▽
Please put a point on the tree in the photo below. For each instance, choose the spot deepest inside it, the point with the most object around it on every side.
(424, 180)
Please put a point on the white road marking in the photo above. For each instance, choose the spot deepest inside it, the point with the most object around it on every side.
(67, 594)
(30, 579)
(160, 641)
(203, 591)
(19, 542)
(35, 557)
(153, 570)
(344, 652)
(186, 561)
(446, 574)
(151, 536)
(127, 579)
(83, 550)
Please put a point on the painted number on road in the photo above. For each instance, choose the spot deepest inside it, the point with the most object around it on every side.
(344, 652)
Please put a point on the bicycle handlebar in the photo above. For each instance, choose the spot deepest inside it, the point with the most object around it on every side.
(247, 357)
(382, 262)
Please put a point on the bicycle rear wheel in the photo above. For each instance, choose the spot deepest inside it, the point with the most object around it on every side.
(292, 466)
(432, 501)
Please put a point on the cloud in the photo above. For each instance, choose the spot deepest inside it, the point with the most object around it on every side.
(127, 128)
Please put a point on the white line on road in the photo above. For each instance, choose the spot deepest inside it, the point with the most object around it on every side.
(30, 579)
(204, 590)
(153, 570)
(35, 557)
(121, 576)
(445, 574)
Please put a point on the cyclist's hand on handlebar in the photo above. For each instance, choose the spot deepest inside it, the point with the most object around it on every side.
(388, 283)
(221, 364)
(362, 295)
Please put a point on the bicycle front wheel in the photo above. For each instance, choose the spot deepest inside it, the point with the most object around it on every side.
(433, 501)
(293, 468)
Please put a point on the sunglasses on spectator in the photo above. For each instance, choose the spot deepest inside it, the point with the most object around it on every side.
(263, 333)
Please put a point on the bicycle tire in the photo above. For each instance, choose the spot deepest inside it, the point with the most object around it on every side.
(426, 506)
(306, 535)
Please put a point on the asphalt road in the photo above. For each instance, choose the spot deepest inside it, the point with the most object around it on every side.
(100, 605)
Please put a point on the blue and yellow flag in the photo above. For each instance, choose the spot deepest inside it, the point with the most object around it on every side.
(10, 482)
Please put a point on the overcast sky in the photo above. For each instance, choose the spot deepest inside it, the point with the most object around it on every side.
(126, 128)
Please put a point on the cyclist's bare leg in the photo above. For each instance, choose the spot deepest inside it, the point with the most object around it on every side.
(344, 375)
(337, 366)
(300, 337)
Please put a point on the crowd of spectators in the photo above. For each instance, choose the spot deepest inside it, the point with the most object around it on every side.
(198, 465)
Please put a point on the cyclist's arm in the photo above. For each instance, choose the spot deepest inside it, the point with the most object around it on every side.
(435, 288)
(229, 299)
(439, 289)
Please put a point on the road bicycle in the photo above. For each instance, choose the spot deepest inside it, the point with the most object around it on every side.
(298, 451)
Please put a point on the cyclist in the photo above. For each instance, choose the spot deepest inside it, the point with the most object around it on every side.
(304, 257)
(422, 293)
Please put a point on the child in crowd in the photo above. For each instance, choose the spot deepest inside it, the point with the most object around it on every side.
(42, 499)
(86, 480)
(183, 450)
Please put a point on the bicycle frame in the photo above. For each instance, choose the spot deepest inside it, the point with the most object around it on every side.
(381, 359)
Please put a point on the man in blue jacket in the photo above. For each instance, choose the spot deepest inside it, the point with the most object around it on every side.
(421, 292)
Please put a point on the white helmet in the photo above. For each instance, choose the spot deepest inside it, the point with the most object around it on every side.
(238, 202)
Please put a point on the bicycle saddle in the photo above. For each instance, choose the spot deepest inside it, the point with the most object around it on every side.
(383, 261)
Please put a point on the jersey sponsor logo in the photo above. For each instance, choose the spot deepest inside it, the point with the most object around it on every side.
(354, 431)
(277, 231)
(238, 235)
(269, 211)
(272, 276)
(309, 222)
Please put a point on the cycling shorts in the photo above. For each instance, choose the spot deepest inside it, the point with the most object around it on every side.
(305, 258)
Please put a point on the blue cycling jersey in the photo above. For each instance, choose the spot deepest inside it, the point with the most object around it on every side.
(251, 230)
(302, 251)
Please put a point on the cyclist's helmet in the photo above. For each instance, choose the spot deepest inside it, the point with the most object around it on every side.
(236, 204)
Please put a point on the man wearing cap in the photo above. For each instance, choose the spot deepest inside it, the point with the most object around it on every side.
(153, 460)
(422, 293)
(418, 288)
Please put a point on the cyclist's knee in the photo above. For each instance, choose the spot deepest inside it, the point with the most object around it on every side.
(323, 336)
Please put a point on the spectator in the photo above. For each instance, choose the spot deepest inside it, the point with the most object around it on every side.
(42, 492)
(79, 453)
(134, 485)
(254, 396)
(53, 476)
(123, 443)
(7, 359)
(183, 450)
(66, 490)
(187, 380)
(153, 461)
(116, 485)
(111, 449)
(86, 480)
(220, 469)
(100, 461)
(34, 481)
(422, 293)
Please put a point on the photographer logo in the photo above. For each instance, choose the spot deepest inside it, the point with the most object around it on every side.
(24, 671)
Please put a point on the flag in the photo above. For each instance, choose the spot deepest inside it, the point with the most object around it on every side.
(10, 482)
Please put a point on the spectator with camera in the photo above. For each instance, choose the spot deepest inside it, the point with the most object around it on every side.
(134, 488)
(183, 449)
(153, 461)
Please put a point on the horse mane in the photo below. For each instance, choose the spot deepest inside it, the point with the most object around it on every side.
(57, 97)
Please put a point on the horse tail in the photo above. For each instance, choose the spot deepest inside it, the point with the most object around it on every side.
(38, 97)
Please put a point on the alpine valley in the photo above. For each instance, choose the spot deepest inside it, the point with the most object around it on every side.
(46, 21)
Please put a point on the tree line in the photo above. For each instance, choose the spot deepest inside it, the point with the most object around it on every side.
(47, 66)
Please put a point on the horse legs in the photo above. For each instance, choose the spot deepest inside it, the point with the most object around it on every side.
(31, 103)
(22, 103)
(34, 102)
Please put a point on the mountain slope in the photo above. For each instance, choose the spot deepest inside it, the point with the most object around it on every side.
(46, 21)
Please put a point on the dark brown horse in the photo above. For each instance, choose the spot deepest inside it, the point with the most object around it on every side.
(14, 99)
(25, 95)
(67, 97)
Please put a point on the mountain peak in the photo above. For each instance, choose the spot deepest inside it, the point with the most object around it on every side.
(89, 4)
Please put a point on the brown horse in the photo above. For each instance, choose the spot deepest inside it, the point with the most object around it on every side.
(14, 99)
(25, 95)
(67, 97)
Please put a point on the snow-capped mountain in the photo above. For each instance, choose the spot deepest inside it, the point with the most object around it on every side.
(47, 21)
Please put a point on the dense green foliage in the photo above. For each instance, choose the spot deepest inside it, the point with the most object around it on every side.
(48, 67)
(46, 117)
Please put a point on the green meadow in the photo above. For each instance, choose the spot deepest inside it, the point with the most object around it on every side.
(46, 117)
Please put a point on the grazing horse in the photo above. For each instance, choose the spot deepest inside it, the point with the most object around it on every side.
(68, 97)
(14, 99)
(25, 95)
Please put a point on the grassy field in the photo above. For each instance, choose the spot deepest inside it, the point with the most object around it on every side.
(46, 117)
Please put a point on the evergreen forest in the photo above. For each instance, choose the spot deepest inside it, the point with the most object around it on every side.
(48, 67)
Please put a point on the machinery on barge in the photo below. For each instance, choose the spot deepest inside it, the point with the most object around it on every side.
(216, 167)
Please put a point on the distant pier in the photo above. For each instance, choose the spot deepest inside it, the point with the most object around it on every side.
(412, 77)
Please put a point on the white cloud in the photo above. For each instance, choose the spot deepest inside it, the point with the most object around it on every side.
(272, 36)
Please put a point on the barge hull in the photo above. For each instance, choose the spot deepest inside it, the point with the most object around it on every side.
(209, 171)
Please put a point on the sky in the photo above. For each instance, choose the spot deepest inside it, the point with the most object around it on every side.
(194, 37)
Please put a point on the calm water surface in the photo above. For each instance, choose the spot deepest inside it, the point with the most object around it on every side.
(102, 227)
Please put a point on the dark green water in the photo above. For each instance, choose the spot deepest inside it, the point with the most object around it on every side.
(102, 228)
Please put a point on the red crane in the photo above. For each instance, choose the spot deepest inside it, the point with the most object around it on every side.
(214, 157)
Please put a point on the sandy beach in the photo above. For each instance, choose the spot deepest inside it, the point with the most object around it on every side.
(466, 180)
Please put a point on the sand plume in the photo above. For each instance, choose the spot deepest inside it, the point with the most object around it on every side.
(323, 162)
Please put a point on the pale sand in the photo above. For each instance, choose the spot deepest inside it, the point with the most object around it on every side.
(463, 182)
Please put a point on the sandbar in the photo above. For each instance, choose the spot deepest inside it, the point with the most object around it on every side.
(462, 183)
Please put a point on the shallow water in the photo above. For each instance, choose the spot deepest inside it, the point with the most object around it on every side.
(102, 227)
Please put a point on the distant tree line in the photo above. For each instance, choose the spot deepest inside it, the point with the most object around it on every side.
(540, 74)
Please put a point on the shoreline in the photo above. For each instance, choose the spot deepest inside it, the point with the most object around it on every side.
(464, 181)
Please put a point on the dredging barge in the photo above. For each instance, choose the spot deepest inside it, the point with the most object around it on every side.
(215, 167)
△
▸ **What you need to do**: After locating the line with "Please put a point on the dredging", please repeat it and every line after it exactly, through the end of the data above.

▸ **Solution to this problem**:
Please put a point on the dredging barge in the photo above. For each instance, choose the spot deepest inside it, the point with the most object around it on every side.
(215, 167)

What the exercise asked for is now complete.